Records taken from a collection
>> BEGIN

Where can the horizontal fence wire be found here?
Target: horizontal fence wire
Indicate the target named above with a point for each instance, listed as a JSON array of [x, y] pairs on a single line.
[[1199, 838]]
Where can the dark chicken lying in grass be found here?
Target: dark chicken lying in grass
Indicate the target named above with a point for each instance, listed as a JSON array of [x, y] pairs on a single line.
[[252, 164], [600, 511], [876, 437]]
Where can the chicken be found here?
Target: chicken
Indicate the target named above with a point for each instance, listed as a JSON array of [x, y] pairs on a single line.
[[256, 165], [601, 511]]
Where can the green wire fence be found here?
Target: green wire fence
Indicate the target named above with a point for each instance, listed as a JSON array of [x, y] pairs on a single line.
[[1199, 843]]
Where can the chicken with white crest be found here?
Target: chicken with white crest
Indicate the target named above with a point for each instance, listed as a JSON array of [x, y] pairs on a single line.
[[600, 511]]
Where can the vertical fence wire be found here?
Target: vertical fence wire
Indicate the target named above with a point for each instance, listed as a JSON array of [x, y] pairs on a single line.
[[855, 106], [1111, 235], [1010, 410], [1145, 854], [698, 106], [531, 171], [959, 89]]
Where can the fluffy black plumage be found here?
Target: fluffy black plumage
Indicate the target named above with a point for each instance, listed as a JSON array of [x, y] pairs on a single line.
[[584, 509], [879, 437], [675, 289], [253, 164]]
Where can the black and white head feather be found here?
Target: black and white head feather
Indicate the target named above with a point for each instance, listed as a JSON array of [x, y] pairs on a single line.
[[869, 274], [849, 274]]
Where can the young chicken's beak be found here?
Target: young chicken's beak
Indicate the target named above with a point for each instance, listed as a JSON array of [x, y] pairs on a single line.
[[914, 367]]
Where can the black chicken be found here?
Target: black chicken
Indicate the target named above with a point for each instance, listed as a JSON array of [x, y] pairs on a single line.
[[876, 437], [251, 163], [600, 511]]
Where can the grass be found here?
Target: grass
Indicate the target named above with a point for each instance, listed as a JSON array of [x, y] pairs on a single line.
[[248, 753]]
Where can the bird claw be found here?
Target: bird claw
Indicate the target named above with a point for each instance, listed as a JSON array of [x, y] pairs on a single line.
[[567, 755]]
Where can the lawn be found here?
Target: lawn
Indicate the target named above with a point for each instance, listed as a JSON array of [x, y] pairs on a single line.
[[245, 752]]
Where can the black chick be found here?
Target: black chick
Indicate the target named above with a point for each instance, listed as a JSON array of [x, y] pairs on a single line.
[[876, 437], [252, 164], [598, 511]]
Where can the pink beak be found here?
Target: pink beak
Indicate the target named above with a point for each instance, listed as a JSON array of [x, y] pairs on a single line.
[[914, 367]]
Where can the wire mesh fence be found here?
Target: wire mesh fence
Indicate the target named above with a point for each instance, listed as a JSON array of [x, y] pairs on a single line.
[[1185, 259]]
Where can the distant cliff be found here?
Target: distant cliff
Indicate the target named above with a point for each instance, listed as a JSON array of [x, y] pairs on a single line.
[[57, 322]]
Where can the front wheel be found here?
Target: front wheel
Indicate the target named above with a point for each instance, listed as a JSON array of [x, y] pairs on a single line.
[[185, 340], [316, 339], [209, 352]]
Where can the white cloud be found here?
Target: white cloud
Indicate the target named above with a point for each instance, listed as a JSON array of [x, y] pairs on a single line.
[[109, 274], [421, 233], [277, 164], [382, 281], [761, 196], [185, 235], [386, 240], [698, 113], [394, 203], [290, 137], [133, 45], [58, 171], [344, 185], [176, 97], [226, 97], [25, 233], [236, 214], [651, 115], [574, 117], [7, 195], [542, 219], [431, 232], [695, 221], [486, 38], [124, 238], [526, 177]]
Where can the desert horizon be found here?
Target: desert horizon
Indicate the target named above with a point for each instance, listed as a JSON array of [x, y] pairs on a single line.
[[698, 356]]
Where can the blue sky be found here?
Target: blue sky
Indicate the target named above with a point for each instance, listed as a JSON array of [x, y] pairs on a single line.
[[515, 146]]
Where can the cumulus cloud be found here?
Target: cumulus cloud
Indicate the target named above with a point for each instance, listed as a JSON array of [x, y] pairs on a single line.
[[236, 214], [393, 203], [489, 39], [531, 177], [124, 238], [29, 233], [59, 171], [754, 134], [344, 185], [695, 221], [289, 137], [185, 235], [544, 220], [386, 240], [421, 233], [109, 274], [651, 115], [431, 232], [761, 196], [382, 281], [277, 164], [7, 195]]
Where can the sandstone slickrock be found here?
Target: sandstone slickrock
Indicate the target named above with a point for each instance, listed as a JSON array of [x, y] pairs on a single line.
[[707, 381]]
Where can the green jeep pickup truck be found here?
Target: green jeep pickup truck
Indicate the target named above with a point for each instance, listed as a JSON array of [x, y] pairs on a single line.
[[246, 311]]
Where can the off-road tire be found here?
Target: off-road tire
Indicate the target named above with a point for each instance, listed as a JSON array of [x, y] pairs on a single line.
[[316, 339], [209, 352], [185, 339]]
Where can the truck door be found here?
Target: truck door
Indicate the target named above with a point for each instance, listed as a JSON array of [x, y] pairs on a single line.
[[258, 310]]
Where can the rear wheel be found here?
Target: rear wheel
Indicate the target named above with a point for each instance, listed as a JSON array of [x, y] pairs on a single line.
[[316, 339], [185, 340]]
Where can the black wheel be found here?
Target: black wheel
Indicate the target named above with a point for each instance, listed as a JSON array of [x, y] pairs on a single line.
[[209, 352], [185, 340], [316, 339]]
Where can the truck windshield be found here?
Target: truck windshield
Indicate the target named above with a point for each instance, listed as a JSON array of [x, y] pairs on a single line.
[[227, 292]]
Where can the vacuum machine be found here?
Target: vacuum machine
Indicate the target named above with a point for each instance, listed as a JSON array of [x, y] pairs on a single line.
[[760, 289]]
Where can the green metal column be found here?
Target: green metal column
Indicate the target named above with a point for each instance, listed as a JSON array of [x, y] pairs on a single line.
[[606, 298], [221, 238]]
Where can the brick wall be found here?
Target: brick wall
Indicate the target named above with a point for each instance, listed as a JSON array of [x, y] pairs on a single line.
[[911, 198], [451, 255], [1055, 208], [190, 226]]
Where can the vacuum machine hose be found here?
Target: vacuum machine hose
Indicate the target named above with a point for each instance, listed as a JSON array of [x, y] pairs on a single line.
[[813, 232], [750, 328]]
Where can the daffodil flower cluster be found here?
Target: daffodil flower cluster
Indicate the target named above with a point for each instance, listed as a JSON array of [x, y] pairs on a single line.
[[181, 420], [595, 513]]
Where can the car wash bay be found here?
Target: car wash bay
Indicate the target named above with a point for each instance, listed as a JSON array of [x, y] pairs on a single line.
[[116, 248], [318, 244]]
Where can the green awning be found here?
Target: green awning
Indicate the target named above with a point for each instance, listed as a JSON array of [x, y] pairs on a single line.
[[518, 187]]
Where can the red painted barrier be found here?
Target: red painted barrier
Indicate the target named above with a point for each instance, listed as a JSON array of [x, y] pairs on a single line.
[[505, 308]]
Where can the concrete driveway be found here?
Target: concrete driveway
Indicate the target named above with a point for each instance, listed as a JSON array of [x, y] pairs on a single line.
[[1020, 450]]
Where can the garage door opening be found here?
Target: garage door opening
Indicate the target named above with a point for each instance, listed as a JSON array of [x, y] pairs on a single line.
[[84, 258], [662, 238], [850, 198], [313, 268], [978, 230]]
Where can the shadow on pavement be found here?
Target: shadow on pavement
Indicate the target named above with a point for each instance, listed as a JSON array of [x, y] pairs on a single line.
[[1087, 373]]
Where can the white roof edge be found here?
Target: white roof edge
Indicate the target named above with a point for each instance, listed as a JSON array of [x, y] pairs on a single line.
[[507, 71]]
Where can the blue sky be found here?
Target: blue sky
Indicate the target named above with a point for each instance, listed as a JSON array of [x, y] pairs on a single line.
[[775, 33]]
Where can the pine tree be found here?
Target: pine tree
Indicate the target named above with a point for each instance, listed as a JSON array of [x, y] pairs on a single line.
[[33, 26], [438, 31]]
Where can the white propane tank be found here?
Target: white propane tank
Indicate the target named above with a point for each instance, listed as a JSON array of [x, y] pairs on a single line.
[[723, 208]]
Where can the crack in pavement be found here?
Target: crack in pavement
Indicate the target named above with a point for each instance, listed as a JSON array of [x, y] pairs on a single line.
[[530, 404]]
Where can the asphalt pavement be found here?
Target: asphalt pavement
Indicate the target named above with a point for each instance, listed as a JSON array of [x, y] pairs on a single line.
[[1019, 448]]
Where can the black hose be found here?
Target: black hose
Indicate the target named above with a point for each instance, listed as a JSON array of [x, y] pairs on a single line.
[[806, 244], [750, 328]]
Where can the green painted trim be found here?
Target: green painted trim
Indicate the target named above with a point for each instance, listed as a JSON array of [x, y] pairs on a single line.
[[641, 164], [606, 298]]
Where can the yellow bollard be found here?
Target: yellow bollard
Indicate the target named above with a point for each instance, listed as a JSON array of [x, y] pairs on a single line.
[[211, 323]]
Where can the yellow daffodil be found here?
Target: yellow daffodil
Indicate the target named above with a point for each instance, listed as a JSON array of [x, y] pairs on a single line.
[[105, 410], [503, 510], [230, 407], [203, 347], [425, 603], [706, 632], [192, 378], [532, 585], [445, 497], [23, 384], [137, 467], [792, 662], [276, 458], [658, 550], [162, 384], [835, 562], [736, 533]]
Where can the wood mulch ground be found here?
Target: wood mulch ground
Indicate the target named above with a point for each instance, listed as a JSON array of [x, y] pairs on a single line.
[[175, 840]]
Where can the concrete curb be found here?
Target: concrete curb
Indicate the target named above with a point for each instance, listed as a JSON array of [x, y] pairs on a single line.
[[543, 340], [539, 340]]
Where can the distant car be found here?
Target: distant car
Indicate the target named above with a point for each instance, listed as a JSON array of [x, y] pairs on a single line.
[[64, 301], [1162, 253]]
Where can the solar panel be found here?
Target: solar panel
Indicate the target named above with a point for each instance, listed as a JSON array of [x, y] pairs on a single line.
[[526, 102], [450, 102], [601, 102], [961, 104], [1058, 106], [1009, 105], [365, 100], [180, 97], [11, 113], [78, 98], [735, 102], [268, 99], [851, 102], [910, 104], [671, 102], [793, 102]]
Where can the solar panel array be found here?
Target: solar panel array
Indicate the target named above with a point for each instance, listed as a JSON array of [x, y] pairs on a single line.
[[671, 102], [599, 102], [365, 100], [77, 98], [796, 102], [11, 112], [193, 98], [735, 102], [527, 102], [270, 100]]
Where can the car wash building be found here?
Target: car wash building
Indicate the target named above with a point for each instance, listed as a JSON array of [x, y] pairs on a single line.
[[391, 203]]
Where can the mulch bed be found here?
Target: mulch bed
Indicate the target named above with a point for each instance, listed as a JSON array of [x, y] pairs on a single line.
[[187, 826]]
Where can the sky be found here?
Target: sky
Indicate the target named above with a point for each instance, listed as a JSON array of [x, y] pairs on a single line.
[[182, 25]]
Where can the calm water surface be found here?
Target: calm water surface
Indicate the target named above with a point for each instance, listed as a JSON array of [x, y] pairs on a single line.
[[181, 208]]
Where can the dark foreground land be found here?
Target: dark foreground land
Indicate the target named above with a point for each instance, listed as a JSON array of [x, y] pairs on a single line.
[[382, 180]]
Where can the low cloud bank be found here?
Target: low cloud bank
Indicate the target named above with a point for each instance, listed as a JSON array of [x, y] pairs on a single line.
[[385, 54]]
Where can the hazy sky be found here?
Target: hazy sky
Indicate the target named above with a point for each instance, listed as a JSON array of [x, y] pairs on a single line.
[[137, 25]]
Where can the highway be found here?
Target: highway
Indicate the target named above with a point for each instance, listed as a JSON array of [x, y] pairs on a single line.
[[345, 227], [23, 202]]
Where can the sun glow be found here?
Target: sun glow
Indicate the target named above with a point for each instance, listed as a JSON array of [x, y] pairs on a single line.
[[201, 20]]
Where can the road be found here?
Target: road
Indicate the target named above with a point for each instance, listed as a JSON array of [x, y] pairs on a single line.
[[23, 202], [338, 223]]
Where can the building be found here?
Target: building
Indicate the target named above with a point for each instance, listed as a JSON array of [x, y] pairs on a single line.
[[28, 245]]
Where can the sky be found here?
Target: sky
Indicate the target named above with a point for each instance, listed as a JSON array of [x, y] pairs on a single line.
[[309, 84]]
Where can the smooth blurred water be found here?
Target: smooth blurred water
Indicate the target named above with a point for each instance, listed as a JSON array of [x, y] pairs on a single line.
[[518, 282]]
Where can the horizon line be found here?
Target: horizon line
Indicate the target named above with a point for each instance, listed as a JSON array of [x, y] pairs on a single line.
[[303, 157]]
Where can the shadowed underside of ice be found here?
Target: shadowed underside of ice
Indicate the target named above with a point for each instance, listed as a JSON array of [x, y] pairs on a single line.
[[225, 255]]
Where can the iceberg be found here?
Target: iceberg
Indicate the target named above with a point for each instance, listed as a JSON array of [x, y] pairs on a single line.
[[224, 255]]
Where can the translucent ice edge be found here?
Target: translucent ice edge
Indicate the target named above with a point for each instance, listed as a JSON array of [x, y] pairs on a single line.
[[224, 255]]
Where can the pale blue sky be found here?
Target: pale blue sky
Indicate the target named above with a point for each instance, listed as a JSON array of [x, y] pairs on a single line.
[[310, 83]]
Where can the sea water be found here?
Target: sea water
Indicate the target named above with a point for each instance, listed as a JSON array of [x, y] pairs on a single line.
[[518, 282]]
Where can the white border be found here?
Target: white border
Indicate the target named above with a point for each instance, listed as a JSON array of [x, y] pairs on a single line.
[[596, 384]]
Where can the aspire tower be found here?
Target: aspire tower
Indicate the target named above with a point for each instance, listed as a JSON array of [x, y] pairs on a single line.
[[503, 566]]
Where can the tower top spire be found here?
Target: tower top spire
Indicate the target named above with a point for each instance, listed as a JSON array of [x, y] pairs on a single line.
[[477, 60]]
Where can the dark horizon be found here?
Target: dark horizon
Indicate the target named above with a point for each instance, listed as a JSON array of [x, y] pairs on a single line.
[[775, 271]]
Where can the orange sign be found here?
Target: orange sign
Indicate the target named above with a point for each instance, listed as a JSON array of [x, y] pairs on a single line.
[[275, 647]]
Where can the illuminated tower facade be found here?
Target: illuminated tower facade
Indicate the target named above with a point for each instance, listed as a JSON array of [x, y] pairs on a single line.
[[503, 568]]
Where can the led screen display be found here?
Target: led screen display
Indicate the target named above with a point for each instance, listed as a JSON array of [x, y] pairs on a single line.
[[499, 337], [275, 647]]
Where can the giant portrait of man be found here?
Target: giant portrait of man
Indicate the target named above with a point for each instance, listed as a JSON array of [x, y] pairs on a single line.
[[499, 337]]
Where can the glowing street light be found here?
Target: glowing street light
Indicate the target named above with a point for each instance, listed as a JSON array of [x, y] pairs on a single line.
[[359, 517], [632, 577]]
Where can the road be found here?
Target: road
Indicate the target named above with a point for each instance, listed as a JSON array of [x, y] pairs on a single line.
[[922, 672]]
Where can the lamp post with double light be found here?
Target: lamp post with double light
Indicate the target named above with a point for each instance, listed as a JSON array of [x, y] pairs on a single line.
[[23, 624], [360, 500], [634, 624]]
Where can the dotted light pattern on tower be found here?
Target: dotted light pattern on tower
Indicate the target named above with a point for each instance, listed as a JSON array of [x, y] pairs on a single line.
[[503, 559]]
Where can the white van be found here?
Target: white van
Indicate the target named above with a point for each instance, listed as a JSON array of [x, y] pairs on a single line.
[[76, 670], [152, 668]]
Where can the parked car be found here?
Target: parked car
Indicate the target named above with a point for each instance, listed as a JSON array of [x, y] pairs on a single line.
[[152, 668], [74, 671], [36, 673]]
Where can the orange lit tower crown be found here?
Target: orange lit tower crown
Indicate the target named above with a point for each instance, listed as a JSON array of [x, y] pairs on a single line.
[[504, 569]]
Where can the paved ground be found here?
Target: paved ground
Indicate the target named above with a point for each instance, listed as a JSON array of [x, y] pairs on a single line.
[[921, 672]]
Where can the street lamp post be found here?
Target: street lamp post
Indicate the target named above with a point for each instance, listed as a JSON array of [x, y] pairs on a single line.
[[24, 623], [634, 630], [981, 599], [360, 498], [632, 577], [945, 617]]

>> END

**What the exercise asks**
Rewrite the stretch from the line with "Where can the lawn be found here?" through the line with "[[57, 322]]", renaming "wire mesh fence" as "chain-link fence" and leaving everything else unchanged.

**Output of the exercise**
Where can the lawn be found here?
Target: lawn
Indicate the target named above with a point for each instance, listed as a JSON array of [x, y] pairs on a single line.
[[245, 752]]
Where can the black chick be found here?
Target: black chick
Indicate the target named above with a point for each instance, listed as a JSON array of [x, y] pairs on a single line.
[[876, 437], [252, 164], [598, 511]]
Where can the pink beak be found here?
Target: pink beak
Indicate the target named above with a point for each instance, listed as a JSON array of [x, y] pairs on a single line.
[[914, 367]]
Where can the chain-link fence be found here?
Target: chain-link fence
Indicate the target named above with a point for each instance, listed as a JSON array of [x, y] pairs on a single line.
[[1185, 259]]
Where can the distant cliff be found here?
Target: distant cliff
Indicate the target named above with a point for each instance, listed as a JSON array of [x, y] pairs on a single line.
[[57, 322]]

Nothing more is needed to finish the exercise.